[begin Record extracts]
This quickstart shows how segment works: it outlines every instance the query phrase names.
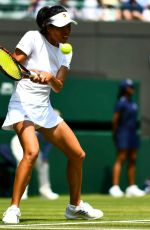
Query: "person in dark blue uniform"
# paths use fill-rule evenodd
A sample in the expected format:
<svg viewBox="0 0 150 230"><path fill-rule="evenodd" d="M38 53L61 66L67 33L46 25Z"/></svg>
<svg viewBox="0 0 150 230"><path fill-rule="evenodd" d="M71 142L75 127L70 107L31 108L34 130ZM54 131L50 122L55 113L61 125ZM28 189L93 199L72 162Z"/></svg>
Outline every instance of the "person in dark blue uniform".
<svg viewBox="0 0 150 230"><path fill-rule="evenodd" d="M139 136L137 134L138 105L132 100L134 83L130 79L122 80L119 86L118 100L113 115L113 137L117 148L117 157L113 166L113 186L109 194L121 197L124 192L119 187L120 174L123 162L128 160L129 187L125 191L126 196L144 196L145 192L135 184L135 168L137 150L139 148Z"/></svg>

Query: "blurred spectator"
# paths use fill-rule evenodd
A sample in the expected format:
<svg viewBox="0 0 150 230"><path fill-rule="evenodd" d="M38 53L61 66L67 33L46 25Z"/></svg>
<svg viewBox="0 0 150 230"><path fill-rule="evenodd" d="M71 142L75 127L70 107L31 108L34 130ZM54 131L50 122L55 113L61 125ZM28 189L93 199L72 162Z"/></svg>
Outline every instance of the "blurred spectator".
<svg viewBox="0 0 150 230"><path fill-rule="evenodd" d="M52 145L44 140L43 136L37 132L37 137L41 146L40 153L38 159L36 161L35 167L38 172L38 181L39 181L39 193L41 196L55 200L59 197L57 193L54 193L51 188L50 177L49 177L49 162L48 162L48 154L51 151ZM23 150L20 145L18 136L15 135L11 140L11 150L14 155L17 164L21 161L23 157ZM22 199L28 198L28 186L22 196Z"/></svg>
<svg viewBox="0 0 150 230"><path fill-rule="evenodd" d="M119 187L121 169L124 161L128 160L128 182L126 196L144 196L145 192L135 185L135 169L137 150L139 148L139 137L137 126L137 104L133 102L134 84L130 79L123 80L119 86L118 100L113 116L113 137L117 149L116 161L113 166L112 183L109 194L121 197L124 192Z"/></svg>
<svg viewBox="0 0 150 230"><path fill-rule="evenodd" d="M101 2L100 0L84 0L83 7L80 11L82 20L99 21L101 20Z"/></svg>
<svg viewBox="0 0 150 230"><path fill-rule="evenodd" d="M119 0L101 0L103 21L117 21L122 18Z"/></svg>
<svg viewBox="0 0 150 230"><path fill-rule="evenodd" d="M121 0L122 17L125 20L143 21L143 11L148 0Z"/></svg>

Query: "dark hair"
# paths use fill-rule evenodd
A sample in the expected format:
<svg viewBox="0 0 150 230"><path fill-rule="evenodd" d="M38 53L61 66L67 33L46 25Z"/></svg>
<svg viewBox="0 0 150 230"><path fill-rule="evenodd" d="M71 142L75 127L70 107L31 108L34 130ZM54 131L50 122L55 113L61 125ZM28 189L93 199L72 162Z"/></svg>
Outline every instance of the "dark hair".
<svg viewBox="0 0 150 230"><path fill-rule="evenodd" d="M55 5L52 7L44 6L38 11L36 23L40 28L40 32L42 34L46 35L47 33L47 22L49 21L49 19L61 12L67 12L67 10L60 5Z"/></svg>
[end Record extracts]
[begin Record extracts]
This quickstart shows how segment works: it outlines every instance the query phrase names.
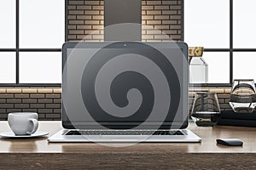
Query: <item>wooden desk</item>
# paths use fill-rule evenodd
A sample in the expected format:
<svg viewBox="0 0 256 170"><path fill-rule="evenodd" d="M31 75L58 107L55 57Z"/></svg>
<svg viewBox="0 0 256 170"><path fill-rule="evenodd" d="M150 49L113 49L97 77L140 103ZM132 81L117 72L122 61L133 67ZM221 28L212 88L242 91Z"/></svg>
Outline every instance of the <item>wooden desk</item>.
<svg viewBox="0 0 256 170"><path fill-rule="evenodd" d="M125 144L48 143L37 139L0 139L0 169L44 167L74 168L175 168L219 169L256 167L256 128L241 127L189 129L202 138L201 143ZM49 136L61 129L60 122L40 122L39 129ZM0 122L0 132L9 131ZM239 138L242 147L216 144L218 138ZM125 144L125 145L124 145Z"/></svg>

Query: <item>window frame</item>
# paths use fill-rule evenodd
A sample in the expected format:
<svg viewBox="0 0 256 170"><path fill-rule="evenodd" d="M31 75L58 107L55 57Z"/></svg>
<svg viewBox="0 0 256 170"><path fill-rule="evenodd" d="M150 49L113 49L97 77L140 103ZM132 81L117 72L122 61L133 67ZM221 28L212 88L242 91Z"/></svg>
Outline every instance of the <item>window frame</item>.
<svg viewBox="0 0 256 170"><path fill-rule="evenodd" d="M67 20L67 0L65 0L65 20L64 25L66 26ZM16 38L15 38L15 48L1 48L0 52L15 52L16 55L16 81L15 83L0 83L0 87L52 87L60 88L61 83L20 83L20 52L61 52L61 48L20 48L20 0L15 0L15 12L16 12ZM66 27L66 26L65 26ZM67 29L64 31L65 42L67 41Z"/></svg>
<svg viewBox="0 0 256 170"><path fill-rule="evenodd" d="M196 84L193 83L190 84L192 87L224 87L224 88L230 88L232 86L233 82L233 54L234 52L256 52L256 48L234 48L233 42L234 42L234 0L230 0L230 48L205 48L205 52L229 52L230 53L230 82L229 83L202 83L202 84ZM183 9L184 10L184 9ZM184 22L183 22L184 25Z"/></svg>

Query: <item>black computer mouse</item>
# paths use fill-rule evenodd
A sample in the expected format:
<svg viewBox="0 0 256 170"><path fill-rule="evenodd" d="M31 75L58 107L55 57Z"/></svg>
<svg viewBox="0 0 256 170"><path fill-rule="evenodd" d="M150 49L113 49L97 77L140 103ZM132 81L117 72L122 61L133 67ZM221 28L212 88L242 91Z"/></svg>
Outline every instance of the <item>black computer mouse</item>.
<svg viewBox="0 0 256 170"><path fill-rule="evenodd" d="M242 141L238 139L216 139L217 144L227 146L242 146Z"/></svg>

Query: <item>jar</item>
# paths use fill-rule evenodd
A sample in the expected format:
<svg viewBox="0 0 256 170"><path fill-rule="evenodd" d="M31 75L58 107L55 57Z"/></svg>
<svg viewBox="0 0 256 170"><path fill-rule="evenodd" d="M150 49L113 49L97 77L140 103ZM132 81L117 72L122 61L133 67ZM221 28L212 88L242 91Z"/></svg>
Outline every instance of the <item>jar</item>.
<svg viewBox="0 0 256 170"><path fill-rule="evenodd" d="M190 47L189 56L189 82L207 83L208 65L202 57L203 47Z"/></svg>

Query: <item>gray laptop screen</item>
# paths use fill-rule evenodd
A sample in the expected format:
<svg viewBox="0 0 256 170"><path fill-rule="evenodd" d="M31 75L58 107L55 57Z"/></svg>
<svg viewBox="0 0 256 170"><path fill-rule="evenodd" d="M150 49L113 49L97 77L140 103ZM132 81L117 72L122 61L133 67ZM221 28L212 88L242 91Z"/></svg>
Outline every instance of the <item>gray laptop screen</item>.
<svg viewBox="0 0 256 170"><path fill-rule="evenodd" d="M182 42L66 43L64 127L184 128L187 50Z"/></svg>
[end Record extracts]
Task goal: Turn everything above from the line containing "Query: <item>gray laptop screen</item>" down to the line containing "Outline every instance of the <item>gray", both included, into a numbered list without any blank lines.

Final result:
1. Query: <item>gray laptop screen</item>
2. # paths use fill-rule evenodd
3. A sample in the expected format:
4. <svg viewBox="0 0 256 170"><path fill-rule="evenodd" d="M31 75L58 107L55 57Z"/></svg>
5. <svg viewBox="0 0 256 170"><path fill-rule="evenodd" d="M150 49L113 49L97 77L140 103ZM132 81L117 72L122 61L133 67ZM221 28L212 88L242 91Z"/></svg>
6. Outline every instance of the <item>gray laptop screen</item>.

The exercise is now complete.